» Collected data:
Content starts

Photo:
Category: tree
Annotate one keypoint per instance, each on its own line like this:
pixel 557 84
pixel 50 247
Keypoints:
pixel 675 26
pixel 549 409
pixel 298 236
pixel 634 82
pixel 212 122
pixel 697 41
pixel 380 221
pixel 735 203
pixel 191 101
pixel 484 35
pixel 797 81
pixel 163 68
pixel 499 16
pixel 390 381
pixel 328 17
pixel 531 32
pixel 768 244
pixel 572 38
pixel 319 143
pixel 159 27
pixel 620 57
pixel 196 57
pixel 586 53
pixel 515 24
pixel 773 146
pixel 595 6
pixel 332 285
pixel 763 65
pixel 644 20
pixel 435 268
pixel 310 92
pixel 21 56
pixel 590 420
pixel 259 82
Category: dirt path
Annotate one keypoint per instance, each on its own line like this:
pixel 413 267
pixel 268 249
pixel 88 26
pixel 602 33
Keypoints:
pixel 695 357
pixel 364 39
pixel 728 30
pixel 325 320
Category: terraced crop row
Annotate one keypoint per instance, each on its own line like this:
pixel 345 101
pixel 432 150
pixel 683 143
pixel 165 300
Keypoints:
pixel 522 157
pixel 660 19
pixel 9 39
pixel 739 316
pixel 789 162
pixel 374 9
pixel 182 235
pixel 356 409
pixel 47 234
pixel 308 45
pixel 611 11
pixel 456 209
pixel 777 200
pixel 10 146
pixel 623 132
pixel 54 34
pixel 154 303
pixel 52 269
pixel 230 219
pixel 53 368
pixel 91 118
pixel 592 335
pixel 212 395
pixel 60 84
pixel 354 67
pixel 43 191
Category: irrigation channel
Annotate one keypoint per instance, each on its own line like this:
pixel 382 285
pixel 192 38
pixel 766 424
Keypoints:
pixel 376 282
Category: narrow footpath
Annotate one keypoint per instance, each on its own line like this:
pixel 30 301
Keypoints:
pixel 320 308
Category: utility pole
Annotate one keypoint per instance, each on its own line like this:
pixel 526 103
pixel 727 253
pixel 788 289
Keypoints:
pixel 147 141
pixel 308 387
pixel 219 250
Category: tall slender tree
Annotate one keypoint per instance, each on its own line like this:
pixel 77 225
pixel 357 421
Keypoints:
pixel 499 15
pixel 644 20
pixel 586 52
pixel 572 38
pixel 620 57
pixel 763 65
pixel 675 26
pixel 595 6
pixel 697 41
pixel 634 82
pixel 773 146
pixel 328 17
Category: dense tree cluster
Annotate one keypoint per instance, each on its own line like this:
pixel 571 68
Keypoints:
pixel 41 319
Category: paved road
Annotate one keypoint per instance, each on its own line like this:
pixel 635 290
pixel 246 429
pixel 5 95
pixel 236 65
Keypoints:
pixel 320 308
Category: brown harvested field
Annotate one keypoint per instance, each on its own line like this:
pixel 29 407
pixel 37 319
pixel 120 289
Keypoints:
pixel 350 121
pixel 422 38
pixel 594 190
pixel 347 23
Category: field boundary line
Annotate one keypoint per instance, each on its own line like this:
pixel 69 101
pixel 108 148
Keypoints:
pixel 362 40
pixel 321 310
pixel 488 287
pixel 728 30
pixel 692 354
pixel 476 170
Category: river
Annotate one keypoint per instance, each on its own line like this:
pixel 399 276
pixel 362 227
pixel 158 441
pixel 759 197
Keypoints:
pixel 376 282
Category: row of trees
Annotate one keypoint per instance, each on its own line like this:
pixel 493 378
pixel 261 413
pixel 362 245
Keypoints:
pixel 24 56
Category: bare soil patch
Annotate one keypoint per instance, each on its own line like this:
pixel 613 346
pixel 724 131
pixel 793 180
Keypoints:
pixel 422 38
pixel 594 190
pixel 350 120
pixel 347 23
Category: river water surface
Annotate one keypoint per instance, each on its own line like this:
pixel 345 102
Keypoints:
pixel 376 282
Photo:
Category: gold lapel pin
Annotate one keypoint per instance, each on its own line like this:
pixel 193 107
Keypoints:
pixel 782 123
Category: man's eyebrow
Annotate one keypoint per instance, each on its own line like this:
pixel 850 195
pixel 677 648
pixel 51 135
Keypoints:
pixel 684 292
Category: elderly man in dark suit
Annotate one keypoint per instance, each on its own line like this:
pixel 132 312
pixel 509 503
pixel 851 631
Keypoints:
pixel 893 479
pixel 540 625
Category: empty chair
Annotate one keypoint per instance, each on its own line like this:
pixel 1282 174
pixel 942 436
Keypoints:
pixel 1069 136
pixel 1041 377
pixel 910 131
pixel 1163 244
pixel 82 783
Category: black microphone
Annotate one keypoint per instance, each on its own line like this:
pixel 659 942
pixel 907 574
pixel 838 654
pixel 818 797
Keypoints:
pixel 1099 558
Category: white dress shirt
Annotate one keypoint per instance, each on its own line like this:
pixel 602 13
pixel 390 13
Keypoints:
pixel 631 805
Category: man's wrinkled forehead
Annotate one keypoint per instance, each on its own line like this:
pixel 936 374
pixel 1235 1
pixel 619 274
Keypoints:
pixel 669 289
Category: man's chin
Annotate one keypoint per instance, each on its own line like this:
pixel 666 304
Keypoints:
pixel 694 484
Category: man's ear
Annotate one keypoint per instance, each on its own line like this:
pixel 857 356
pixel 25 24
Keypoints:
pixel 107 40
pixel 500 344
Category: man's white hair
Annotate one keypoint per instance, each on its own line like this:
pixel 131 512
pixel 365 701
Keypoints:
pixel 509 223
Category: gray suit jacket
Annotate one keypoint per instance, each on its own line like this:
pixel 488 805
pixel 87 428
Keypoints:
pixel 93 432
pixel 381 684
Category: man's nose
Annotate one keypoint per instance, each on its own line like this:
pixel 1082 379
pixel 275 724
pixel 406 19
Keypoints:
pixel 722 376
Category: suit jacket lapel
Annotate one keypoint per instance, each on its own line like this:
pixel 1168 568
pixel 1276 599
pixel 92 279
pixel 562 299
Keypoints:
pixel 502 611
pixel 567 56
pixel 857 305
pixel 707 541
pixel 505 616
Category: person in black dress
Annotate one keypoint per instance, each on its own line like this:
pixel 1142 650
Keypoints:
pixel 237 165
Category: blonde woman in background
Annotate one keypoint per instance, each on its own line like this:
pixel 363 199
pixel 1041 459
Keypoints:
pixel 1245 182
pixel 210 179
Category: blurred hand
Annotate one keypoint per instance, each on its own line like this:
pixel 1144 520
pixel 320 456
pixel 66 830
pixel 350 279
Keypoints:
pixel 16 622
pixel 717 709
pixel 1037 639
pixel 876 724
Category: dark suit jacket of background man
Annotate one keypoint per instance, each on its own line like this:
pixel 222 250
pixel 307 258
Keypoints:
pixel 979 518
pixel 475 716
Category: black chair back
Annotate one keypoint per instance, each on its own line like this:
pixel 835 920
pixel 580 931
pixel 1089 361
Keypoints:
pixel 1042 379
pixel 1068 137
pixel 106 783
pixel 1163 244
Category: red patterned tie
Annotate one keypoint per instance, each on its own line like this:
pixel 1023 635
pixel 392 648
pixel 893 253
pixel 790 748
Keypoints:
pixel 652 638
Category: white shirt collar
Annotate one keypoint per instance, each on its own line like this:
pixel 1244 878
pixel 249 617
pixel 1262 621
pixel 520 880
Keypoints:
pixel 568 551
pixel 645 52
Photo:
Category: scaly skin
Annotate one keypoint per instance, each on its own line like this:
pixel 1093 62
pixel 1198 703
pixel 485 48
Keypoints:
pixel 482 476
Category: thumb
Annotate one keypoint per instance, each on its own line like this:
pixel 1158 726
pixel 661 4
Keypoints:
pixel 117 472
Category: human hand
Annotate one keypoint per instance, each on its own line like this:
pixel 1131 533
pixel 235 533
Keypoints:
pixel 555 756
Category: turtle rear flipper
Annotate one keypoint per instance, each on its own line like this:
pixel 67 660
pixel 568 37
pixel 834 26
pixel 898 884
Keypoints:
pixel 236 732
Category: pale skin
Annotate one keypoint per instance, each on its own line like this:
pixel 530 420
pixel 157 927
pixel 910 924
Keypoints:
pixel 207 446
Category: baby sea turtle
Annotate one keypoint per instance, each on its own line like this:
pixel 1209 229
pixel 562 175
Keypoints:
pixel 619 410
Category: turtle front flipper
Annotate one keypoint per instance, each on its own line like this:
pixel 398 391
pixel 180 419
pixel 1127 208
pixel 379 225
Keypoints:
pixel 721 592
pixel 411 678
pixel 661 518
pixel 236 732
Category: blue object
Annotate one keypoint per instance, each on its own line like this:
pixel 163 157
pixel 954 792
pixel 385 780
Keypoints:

Content ends

» Requirement: Among the lines above, return those that contain the string "background".

» Task output:
Category: blonde woman in background
Category: dark suit jacket of background man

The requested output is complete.